INSTRUCTION POPULAIRE. L’individu arrive nu, faible, désarmé dans la vie et dans la société. Généralement, l’animal acquiert rapidement les moyens de résistance aux éléments et d’adaptation sociale qui lui sont nécessaires pour vivre. Un pelage ou un plumage le préserve des intempéries. Une prompte formation de l’intelligence, guidée par la sûreté d’un instinct reçu dès le premier souffle de vie, lui fait trouver sa nourriture, le met en garde contre les dangers et lui permet d’apporter, dès qu’il est adulte, sa contribution normale à la prospérité du groupe. L’homme, lui, reste longtemps dans son état d’infériorité primitive. Il faut de longues années de soins assidus pour qu’il acquière une santé robuste ; il en faut encore de plus longues pour la formation de son esprit et l’acquisition des connaissances nécessaires à la vie. Cet état d’infériorité aurait vite amené la disparition de l’individu humain s’il était resté livré à lui-même ; la vie en société l’a sauvé, mais comment ?

++++++

§ **Questions à traiter**:
**A)** Les affirmations suivantes concordent-elles avec l'extrait sur l'instruction populaire ? Répondez par oui ou par non, puis citez à l'identique les mots de l'extrait qui tranchent.
(i) L'animal acquiert rapidement les moyens de résister aux éléments.
(ii) Chez l'homme, la formation de l'esprit demande plus de temps que l'acquisition d'une santé robuste.
(iii) Livré à lui-même, l'individu humain aurait pu survivre sans difficulté.
**B)** Répondez brièvement à chaque question à partir de l'extrait sur l'instruction populaire.
(i) Dans quel état l'individu arrive-t-il dans la vie et dans la société ?
(ii) Qu'est-ce qui préserve l'animal des intempéries ?
(iii) Qu'est-ce qui a sauvé l'homme de son état d'infériorité ?
**C)** Prolongez l'extrait sur l'instruction populaire après sa dernière phrase.

§ **Données enregistrées**:
++++++

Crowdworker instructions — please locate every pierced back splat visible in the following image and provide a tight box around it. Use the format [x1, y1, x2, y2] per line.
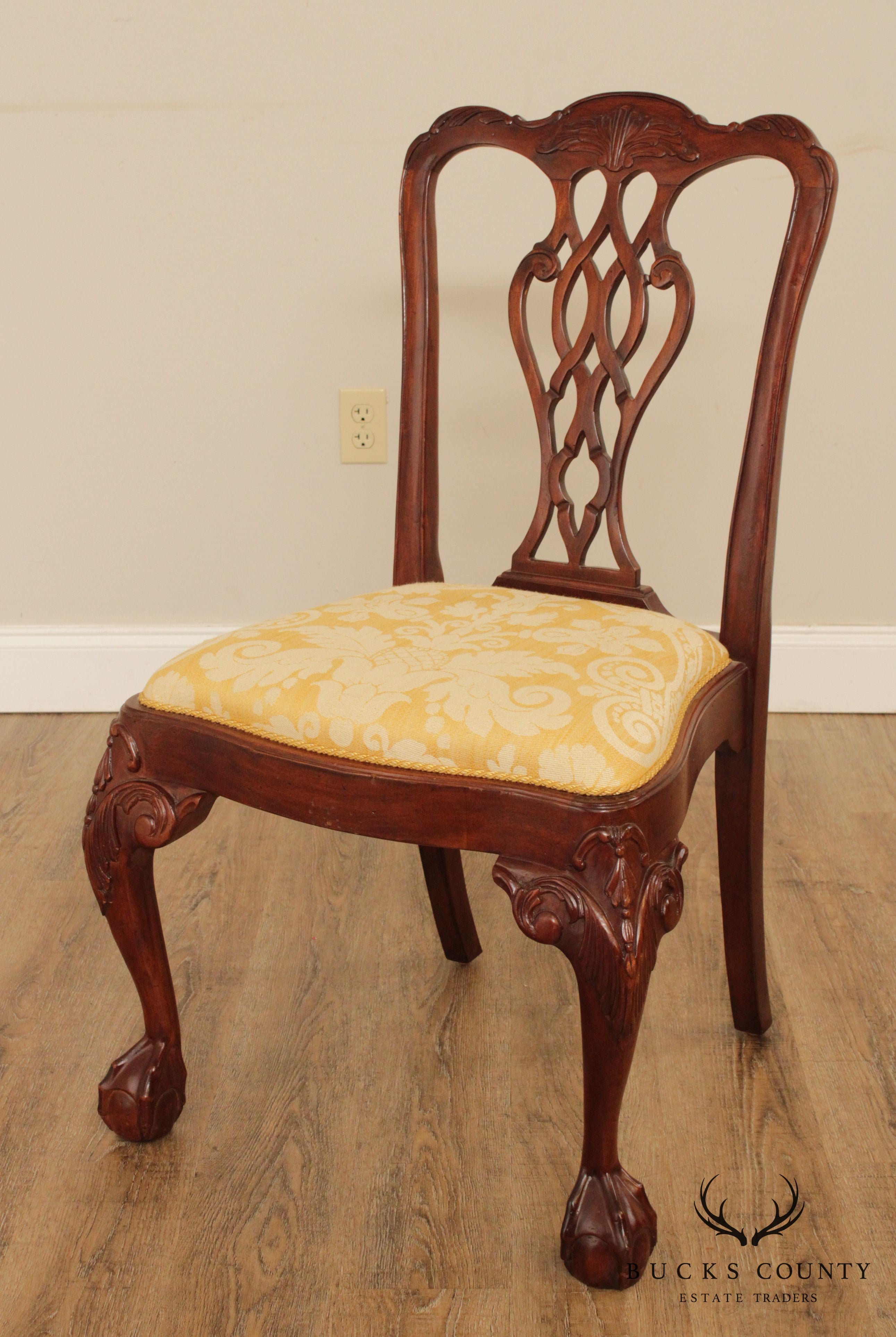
[393, 92, 836, 660]
[513, 166, 694, 607]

++++++

§ **Résultats**:
**A)**
(i) Oui : « l’animal acquiert rapidement les moyens de résistance aux éléments et d’adaptation sociale qui lui sont nécessaires pour vivre ».
(ii) Oui : « Il faut de longues années de soins assidus pour qu’il acquière une santé robuste ; il en faut encore de plus longues pour la formation de son esprit ».
(iii) Non : « Cet état d’infériorité aurait vite amené la disparition de l’individu humain s’il était resté livré à lui-même ».

**B)**
(i) Nu, faible et désarmé.
(ii) Un pelage ou un plumage.
(iii) La vie en société.

**C)**
Michelet a constaté que la lenteur dans la formation est le cas des espèces supérieures. Ne nous targuons pas trop de cette supériorité de l’espèce, car ses conséquences sont trop funestes au point de vue social lorsqu’on considère comment la société sauve l’homme. Lui procure-t-elle toute la nourriture et tous les soins du corps dont il a besoin pour acquérir une santé robuste ? Met-elle à la disposition de son esprit toutes les connaissances nécessaires pour lui faire trouver, par sa propre expérience jointe à celle des autres, le bien-être et la liberté auxquels il a droit ? Non. Dans le plus grand nombre des cas, elle ne le sauve qu’à demi et seulement pour en faire un esclave de l’exploitation de l’homme par l’homme. Elle le sous-alimente pour l’entretenir dans une faiblesse physique constamment menacée de la maladie organisée socialement. Elle le sous-instruit pour le maintenir dans l’ignorance de son véritable bien. Elle ne lui permet de vivre que pour les autres, dans la misère physiologique, dans l’erreur intellectuelle, dans la détresse morale.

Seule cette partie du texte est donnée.